(Items listed in a dataset)
# # #

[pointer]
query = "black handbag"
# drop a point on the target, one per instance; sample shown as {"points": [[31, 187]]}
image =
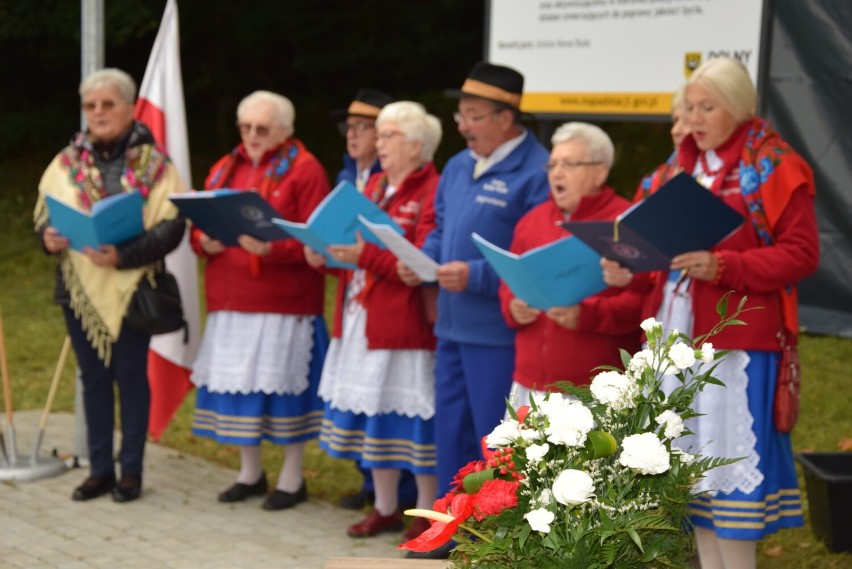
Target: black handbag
{"points": [[156, 307]]}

# # #

Copy every line of the records above word for word, leaving out the pictures.

[pointer]
query = "black handbag"
# drop a point on the target, one per instance; sample shown as {"points": [[31, 187]]}
image =
Target: black handbag
{"points": [[156, 307]]}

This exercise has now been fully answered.